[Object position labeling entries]

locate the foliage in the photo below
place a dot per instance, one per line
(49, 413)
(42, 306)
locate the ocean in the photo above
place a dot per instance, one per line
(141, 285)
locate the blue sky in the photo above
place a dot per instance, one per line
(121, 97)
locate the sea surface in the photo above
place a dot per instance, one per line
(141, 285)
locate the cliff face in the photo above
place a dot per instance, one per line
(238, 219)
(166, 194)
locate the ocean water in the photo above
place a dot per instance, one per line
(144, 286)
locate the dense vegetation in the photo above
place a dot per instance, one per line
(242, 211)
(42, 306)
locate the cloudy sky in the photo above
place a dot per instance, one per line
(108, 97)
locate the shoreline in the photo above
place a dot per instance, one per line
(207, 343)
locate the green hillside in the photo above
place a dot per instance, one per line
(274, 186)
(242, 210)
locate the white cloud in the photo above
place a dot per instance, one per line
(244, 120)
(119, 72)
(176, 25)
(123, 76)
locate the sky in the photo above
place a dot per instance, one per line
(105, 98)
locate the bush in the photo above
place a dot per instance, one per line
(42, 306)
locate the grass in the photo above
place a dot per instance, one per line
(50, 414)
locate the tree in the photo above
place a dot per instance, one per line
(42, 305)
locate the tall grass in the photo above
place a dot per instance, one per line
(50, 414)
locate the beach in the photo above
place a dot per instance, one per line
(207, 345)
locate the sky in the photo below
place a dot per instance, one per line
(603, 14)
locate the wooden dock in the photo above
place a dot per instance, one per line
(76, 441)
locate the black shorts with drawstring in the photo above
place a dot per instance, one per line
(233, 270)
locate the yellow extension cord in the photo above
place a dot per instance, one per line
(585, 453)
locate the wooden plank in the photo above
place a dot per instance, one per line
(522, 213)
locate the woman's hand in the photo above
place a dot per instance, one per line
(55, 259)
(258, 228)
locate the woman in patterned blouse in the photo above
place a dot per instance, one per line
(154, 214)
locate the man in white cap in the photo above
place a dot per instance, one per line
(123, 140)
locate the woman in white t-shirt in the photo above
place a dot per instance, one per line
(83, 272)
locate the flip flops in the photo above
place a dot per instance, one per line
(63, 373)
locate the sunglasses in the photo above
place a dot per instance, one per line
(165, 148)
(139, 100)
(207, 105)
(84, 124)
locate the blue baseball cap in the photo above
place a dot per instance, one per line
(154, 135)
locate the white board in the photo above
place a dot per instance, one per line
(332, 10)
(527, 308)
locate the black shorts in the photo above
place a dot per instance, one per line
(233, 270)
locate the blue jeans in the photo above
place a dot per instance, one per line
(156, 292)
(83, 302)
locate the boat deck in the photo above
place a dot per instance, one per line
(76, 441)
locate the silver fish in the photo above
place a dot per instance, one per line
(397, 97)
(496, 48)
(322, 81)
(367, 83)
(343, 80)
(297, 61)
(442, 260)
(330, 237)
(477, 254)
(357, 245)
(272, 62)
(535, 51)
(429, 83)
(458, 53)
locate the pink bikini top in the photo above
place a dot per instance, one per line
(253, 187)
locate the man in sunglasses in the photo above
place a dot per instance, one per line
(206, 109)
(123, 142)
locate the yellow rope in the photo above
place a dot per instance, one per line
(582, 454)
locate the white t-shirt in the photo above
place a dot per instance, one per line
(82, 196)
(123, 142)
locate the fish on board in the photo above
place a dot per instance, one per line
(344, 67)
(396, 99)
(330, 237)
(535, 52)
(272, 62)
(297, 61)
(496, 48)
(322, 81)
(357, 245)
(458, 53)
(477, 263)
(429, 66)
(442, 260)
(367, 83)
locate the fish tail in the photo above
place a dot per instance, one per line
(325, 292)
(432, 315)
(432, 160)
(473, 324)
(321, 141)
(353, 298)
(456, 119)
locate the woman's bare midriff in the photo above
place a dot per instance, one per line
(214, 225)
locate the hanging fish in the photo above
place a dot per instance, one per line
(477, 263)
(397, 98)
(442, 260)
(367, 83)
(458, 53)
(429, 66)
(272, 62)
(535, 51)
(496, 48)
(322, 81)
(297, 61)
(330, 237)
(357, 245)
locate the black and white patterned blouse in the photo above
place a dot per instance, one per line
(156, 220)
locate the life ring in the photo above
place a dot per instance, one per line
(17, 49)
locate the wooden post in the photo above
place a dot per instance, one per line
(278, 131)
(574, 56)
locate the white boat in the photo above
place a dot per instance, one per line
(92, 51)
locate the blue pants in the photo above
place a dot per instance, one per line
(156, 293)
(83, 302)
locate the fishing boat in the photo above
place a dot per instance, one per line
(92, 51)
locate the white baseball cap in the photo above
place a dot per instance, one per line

Description of the task —
Output the entries exactly.

Final answer —
locate the foliage in the photo below
place a dot per instance, one per line
(49, 413)
(42, 306)
locate the ocean in the photo above
place a dot per instance, one per line
(141, 285)
locate the blue sky in the photo above
place a dot per instance, one per line
(121, 97)
locate the sea surface in the photo above
place a dot per instance, one per line
(141, 285)
locate the cliff face in the photo above
place a dot per instance, one per line
(238, 219)
(166, 194)
locate the ocean water in the photo above
place a dot per instance, one per line
(144, 286)
locate the dense vegetation in the photo above
place a dot per instance, one per line
(242, 211)
(42, 306)
locate the cloudy sky in the photo above
place a dot per instance, one per line
(108, 97)
locate the shoreline in the photo above
place a dot per instance, one per line
(207, 343)
locate the green hillside in the photo above
place a dot per instance, one per line
(274, 186)
(242, 210)
locate the white cloud in the photo above
place a dot per instance, one per line
(244, 120)
(119, 72)
(176, 25)
(123, 76)
locate the sky in the photo above
place a dot per instance, one per line
(105, 98)
locate the bush in the photo above
place a dot per instance, one per line
(42, 306)
locate the grass in the photo above
place a dot per instance, one per line
(50, 414)
locate the tree in the photo above
place a dot per instance, one per line
(42, 305)
locate the tall grass in the photo above
place a dot per instance, one per line
(50, 414)
locate the beach in the photo above
place a dot per instance, one per line
(207, 345)
locate the sky in the photo below
place a dot per instance, one per line
(603, 14)
locate the wooden dock in the photo above
place a dot per instance, one per line
(76, 441)
locate the black shorts with drawstring in the photo above
place a dot per instance, one per line
(233, 270)
locate the yellow extension cord in the photo above
place a dot per instance, one per line
(585, 453)
locate the wooden plank in the photo above
place a dot per instance, one per line
(522, 213)
locate the woman's hand in the photo above
place a dot per instance, one per line
(55, 259)
(258, 228)
locate the woman in patterned blouse in the photo above
place a dot per instance, one per line
(154, 214)
locate the man in white cap in the photo above
place a dot per instance, one per line
(123, 140)
locate the woman in white t-shirt in the photo above
place a dot per instance, one per line
(83, 272)
locate the flip flops in the photo above
place a dot per instance, one per line
(63, 373)
locate the sunglasses in the photo above
place a dot per instance, one per line
(165, 148)
(139, 100)
(207, 105)
(84, 124)
locate the blue baseball cap in the photo above
place a dot per instance, one per line
(154, 135)
locate the white board in the photo above
place a dot per instance, one per line
(332, 10)
(527, 308)
locate the black shorts in the photo above
place a dot per instance, one per line
(233, 270)
locate the blue jeans in the photo above
place a dot per instance, one per line
(156, 292)
(83, 302)
locate the boat deck in the photo above
place a dot per instance, one per line
(76, 441)
locate the silver fish in the photo above
place a dot per instance, one per line
(397, 97)
(496, 48)
(322, 81)
(367, 83)
(343, 80)
(297, 61)
(442, 260)
(330, 237)
(477, 254)
(357, 245)
(272, 62)
(535, 51)
(429, 83)
(458, 53)
locate the pink bikini top in the photo above
place a dot per instance, one per line
(253, 187)
locate the man in sunglasses in the photo above
place a dot per instance, one per line
(206, 109)
(123, 142)
locate the yellow rope in the photo above
place a dot per instance, one per line
(582, 454)
locate the white t-shirt in the photo above
place a dot per instance, one per line
(82, 196)
(123, 142)
locate the fish on board in the photo above
place a dot per instance, one per line
(344, 67)
(396, 99)
(330, 237)
(535, 52)
(272, 62)
(297, 61)
(496, 48)
(322, 81)
(357, 245)
(458, 53)
(477, 263)
(429, 66)
(442, 260)
(367, 83)
locate the fish tail in the photo above
place a dot per instance, one per line
(325, 292)
(432, 315)
(432, 160)
(473, 324)
(321, 141)
(353, 298)
(456, 119)
locate the woman's bare midriff in the photo above
place a dot per instance, one per line
(214, 225)
locate the hanging fish in the photo above
place a dot per instance, one per line
(477, 263)
(397, 98)
(442, 260)
(367, 83)
(458, 53)
(429, 66)
(272, 62)
(535, 51)
(496, 48)
(322, 81)
(297, 61)
(330, 237)
(357, 245)
locate the black and white patterned blouse in the photo above
place a dot per instance, one per line
(156, 220)
locate the life ring in the photo above
place a dot per instance, one per line
(17, 49)
locate the wooden post in the photo above
place a dot per instance, one per line
(278, 131)
(574, 56)
locate the white boat in the photo above
place a dot per instance, one per line
(92, 51)
locate the blue pants in the photo above
place a dot per instance, one per line
(156, 293)
(83, 302)
locate the fishing boat in the photo above
place a dot per instance, one per line
(92, 51)
locate the white baseball cap in the photo above
place a dot per instance, one per line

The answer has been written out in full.